Interview: From A Car In Brissie, We Present, Greatest Hits



Aussie/English gang of five Greatest Hits have jump started their music journey after quarantine by recording some fresh new hits (yet to be released) with some new shows upcoming at Brisbane's beloved haunt The Black Bear Lodge as well as Yonder Festival. With 60's-70's inspired classic sounds fused with indie and pop-rock, Greatest Hits’ witty and sarcastic tracks in EP ‘Vol. One’ will have you rolling your windows down to proudly let your neighbors hear them blasting from your stereo.


The psychedelic style gives a fresh taste of the New Year we’ve all been praying for, with promise for the next racks to be released from the band. Vibrant, edgy and groovy, Greatest Hits gives you a smoothie to enjoy in the blazing summer to come.

We had the awesome opportunity to talk to the five over Zoom recently with the band sitting in a car with the aircon on in Brissie (it was their first day back together since lockdown!), and me sweating to death in my bedroom at Bribie. And in proper Brisbane Summer/2020 fashion the band's phone overheated in the car mid interview. Enjoy!


First of all, how did you all meet? You’re all from different areas, so how did you become a gang?


Chelsea: It’s kind of crazy because all of us were living overseas in different places. Jack was in the states, Tim was in the states and France – or France as he says because he’s fancy. Henry Ryan and I lived in Leeds in the UK, we met there. Me, Ryan and Henry, we started this project over in Leeds. We played with these other guys, but then our Visas ran out, and we had to leave. So we thought that’s it, this is the end of the band. Then Henry decided finally to come to Australia, which I think has worked out much better for him than being in England right now. Both Jack and Tim, they’ve both been doing music and then life circumstances brought them back and I think all of us were in a place where we just felt that the music was done and we weren’t gonna to get to do it again, then we call kind of serendipitously met up, and started it.


Ryan: Yeah, it’s kind of crazy. To think, in the last – going back a couple years, none of us were here, and we didn’t particularly know each other, really. And, now we’re all here. Best buds.

(Data records)
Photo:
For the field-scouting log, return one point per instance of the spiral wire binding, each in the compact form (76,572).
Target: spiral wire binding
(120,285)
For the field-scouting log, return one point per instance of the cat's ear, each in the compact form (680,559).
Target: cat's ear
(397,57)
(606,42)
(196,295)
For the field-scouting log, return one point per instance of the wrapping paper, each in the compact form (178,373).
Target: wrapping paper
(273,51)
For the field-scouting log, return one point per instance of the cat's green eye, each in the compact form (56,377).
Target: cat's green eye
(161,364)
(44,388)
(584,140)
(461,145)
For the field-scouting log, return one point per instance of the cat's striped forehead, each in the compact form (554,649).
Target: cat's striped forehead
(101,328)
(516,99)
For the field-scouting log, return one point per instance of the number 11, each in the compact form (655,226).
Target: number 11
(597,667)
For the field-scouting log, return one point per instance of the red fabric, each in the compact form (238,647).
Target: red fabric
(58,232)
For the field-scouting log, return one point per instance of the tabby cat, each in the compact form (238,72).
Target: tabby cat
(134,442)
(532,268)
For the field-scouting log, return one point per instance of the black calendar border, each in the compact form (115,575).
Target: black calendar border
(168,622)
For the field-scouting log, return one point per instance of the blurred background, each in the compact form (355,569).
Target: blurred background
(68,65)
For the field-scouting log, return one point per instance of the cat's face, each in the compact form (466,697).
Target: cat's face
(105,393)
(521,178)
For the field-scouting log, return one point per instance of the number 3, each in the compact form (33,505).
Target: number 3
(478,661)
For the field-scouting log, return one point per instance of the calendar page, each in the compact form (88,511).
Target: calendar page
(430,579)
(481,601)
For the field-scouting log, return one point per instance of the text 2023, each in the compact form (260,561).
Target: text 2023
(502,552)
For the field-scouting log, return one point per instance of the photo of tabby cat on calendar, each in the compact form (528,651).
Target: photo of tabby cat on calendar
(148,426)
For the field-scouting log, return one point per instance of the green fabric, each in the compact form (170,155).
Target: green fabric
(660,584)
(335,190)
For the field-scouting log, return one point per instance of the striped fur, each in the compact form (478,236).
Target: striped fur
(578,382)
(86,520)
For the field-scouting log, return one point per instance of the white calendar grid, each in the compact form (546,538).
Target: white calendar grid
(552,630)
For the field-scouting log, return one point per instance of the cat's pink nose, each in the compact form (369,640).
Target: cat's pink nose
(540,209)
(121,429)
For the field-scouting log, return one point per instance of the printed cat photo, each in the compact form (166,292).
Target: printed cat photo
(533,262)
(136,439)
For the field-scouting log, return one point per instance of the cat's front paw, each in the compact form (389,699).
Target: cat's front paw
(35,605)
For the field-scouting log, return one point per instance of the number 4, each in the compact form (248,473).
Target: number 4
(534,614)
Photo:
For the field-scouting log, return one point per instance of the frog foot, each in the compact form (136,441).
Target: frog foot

Task A:
Answer these questions from the Greatest Hits interview:
(i) At which two places does the band have new shows coming up?
(ii) In which city did the project start?
(iii) What happened to the band's phone partway through the interview?
Task B:
Pick up the Greatest Hits interview from where the text stops and continue it.

Exercise result A:
(i) The Black Bear Lodge and Yonder Festival
(ii) Leeds
(iii) It overheated in the car.

Exercise result B:
Chelsea: So only [between Jack and Tim] Tim has been to Leeds but we didn’t know him then.


I was expecting the “we met in high school together…and then the rest is history”


Tim: none of us went to high school.


‘The Greatest Hits’ is usually the album that rounds out the end of a band’s career. What’s the story behind the name?


Ryan: Ah, so we started at the top, and we’ve slowly declined.

-pause for laughter-


Ryan: Nah, it was all just a joke. I wrote like one song one night and a mate of mine was sleeping over, so he jumped on board and helped me write another song, then we just joked about releasing music under – we actually said ‘let’s do our first release under a Greatest Hits Album’. So the logical next step of that joke was to be the Greatest Hits.


[It was at this point that the phone that had me seated on the dash got too hot and turned itself off. We couldn’t help but to joke that it was, in its whole, a very Australian moment. On that note – along with me calling a car heating up ‘spicy’, we got ourselves a short little story].


Ryan: I remember one time I left an apple on the dash, I came back a few hours later and when I went to eat it, it was like a baked apple.


Was it good?


Chelsea: It was delicious actually.


Ryan: I’d recommend.


Chelsea: It’s meal prep.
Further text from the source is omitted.